Testo di partenza:
╭──

Gli amuleti esistono dall’alba della nostra specie.
Questi oggetti magici, a cui gli uomini assegnano virtù soprannaturali, hanno il compito di proteggere e assicurare buona sorte a chi li possiede. Espressione di fede per alcuni e di superstizione per altri, onnipresenti a dispetto della nostra società secolarizzata: dai portafortuna che gli sportivi stringono prima di una gara alle croci portate al collo, dai ciondoli recanti simboli e iscrizioni orientali fino ai colorati corni scaramantici della tradizione partenopea.
Tutto sommato, l’amuleto ci appare come una declinazione piuttosto innocua di un desiderio universale: quello di ottenere qualche scampolo di felicità.
Ma non tutti gli amuleti sono così innocui.

Kuman Thong significa letteralmente “il sacro bambino d’oro”.
Divinità della casa per la religione popolare tailandese, deputata al benessere e alla prosperità della famiglia, è venerata dai tempi più remoti; ha resistito all’arrivo del Buddhismo, affiancandosi alle pratiche ufficiali.
La sua effigie, realizzata in legno, pietra o metallo e placcata in oro, raffigura il corpo di un bambino. Viene tenuta in casa, e allo spirito che essa contiene si porgono offerte di vario genere: candele dolci, cioccolatini, latte fresco, riso, uova sode, ecc. Il Kuman Thong è considerato un vero e proprio figlio adottivo, che va coccolato e tenuto al riparo da eventuali tensioni all’interno della famiglia.
E fin qui, tutto bene.

Ma la procedura originale per creare questo potente amuleto non prevedeva affatto l’uso di una statuetta di legno: l’ingrediente base era un autentico feto, morto all’interno del ventre della madre.
Gli antichi manoscritti fornivano allo sciamano precise indicazioni per incidere il grembo ed estrarre il corpicino, che andava al più presto portato in un cimitero; qui lo spirito del Kuman Thong veniva evocato mediante una specifica cerimonia. Una volta che il minuscolo cadavere era stato “posseduto” dalla divinità, bisognava essiccarlo sul fuoco.
Lo sciamano si dedicava poi a verniciarlo con la tradizionale lacca Ya Lak, e lo ricopriva con foglie d’oro. A quel punto l’amuleto era pronto.

╰──

Elenco del materiale:
╭──

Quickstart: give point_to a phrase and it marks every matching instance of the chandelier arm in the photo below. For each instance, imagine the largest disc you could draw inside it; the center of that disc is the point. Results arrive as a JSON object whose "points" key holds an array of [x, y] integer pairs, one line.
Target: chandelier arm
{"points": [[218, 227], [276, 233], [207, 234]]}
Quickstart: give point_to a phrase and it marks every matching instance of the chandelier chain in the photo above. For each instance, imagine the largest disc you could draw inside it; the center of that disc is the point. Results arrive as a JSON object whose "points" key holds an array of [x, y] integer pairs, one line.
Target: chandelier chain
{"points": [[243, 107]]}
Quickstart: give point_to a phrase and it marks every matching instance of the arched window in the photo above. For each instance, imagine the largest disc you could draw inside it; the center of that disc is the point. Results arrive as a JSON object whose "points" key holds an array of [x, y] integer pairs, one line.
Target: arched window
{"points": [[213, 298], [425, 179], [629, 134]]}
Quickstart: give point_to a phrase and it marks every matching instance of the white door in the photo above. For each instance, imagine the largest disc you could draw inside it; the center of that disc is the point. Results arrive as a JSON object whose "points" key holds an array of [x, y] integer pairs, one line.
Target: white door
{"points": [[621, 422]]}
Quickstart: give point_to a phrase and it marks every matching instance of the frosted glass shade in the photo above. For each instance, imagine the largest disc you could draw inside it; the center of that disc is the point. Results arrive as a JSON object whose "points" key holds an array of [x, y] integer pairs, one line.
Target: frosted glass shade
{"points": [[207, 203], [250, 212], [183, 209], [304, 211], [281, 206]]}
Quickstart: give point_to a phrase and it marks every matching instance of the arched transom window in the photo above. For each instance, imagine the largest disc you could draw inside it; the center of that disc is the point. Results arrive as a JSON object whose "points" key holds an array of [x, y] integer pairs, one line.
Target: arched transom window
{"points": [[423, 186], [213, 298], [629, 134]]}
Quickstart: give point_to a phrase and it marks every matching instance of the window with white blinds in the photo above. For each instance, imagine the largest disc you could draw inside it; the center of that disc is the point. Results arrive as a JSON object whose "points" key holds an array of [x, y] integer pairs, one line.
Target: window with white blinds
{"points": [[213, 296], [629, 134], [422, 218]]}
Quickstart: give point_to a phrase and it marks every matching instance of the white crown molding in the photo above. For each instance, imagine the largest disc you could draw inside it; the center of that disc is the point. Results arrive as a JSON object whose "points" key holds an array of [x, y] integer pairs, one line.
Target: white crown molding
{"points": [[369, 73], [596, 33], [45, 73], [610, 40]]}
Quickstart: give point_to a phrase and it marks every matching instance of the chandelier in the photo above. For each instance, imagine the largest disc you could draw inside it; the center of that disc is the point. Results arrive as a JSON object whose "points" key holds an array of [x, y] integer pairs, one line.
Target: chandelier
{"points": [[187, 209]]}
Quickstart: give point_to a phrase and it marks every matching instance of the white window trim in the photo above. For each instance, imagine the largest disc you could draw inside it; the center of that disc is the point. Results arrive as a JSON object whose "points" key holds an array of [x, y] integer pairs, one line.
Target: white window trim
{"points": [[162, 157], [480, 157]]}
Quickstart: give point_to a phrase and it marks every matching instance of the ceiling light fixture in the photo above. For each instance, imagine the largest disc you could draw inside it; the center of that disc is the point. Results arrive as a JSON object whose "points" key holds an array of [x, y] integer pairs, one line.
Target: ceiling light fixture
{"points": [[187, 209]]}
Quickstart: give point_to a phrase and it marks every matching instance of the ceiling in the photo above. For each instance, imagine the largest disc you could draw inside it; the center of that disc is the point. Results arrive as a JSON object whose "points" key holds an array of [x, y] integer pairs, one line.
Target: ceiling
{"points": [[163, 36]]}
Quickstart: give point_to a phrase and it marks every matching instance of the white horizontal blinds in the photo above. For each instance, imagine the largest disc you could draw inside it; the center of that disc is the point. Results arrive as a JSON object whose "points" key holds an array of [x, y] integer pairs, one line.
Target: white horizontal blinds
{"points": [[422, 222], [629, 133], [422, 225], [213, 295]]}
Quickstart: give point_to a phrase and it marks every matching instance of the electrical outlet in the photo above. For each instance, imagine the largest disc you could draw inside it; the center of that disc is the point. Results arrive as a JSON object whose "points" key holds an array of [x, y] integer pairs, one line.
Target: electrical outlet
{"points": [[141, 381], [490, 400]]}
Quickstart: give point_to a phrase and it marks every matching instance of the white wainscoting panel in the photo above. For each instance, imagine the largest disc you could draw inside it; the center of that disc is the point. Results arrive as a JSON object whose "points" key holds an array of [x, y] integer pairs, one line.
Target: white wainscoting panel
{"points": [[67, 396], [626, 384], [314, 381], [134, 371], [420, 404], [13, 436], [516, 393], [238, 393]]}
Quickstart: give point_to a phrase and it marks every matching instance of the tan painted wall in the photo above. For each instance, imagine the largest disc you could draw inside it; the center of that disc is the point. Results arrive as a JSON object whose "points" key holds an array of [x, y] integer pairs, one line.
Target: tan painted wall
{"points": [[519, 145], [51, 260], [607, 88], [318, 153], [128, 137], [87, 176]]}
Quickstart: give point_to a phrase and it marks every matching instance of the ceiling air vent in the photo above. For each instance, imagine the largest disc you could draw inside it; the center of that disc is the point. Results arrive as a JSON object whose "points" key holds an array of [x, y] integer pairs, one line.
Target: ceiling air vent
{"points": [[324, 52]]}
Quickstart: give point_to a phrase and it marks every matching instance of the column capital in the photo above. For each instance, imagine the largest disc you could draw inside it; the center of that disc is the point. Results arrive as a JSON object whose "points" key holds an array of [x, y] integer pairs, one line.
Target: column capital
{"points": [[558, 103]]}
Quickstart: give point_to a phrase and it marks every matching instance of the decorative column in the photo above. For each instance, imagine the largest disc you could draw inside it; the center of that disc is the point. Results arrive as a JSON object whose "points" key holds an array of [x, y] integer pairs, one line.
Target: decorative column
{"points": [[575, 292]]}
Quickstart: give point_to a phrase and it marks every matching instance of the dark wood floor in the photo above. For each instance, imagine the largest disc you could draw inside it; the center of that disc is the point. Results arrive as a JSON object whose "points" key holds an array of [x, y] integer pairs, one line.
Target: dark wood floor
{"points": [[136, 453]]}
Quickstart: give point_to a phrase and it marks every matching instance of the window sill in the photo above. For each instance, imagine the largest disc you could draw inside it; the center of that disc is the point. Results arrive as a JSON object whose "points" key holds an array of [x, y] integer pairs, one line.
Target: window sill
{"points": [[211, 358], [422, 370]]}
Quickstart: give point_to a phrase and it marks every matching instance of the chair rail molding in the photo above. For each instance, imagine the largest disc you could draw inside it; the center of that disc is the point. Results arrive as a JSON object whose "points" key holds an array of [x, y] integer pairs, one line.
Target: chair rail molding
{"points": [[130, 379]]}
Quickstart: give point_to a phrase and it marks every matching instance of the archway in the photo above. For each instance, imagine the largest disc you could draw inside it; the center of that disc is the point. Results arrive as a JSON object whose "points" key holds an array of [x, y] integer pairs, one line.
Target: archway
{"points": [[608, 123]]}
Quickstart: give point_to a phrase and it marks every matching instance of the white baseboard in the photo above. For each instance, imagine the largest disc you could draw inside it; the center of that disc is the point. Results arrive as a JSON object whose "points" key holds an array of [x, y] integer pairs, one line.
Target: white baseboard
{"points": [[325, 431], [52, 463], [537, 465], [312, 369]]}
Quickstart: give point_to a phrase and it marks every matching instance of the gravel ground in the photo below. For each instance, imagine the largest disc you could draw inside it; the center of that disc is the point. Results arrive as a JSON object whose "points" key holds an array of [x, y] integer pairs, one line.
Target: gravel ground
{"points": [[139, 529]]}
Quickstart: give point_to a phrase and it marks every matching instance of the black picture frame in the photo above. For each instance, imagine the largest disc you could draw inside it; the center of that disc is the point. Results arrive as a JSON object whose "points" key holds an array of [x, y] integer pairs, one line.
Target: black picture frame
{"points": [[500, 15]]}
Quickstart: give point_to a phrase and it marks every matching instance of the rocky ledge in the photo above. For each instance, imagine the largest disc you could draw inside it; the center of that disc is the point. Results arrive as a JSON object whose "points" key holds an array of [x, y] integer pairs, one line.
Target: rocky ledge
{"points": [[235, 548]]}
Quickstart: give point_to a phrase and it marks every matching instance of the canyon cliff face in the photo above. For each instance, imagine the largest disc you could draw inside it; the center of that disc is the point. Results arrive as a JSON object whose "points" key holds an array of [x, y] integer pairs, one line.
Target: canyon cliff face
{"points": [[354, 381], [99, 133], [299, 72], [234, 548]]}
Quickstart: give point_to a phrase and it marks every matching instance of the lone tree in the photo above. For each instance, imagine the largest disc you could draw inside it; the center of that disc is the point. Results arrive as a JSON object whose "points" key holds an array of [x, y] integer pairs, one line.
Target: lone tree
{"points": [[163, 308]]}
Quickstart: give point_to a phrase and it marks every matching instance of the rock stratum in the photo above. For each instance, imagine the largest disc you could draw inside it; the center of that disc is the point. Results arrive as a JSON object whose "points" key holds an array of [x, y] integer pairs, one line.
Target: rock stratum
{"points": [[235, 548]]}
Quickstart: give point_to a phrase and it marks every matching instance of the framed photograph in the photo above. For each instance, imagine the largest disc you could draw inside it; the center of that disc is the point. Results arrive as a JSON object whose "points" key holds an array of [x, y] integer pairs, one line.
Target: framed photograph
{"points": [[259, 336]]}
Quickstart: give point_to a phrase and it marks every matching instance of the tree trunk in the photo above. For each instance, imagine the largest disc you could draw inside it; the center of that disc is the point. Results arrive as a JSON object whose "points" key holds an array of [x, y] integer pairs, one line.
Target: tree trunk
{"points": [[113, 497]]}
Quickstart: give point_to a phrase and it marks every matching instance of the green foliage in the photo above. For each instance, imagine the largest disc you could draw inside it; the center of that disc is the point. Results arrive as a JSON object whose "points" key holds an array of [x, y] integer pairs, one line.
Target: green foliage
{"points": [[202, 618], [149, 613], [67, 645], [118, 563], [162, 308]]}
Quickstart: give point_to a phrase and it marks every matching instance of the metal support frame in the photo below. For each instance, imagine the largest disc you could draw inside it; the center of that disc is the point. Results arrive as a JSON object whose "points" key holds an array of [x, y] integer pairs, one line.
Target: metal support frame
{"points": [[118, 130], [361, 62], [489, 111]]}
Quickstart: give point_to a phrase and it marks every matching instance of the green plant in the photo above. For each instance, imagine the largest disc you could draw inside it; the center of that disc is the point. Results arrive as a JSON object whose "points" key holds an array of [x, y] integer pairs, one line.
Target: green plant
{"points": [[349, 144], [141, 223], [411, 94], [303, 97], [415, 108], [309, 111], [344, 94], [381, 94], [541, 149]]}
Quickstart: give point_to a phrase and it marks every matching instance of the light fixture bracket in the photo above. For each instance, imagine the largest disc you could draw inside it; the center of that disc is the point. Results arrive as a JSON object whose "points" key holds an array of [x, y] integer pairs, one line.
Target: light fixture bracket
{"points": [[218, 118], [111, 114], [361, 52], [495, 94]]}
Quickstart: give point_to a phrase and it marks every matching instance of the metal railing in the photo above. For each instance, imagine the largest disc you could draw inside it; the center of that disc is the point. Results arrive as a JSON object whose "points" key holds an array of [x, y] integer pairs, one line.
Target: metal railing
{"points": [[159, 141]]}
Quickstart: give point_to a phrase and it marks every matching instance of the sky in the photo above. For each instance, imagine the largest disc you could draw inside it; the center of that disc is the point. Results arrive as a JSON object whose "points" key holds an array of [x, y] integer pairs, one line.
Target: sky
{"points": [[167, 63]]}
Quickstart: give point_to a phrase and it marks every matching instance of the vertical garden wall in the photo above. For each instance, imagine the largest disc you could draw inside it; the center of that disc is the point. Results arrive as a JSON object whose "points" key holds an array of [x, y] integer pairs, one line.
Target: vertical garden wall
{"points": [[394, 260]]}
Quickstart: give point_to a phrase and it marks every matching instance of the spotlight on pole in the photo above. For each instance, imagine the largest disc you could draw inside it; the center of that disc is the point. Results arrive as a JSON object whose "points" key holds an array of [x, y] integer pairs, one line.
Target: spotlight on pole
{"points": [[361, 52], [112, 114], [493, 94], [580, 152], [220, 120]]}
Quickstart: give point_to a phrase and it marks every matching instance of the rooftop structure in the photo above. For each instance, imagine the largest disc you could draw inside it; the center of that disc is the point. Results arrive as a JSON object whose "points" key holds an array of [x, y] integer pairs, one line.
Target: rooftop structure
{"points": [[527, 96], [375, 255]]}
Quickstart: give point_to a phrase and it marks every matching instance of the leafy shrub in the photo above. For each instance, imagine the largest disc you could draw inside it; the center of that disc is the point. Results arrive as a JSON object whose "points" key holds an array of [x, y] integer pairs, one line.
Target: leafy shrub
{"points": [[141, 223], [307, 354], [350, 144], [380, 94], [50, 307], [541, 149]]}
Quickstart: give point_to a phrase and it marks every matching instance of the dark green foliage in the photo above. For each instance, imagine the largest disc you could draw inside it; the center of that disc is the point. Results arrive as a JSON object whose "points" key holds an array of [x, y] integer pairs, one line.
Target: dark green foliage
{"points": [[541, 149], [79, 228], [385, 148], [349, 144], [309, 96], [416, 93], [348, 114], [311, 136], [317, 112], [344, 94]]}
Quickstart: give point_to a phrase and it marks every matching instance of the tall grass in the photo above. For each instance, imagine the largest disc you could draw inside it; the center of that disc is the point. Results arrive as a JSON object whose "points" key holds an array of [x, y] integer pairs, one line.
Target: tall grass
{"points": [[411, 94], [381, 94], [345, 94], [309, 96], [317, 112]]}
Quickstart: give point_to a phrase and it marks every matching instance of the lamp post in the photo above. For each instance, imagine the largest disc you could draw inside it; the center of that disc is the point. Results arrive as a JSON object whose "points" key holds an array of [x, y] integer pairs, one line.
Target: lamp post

╰──

Cosa farai:
1. Secondo il testo di partenza, perché il Kuman Thong va coccolato e tenuto al riparo dalle tensioni familiari?
2. Elenca tutte le offerte al Kuman Thong che il testo di partenza nomina esplicitamente.

Soluzioni degli esercizi:
1. Perché è considerato un vero e proprio figlio adottivo.

2. candele dolci, cioccolatini, latte fresco, riso, uova sode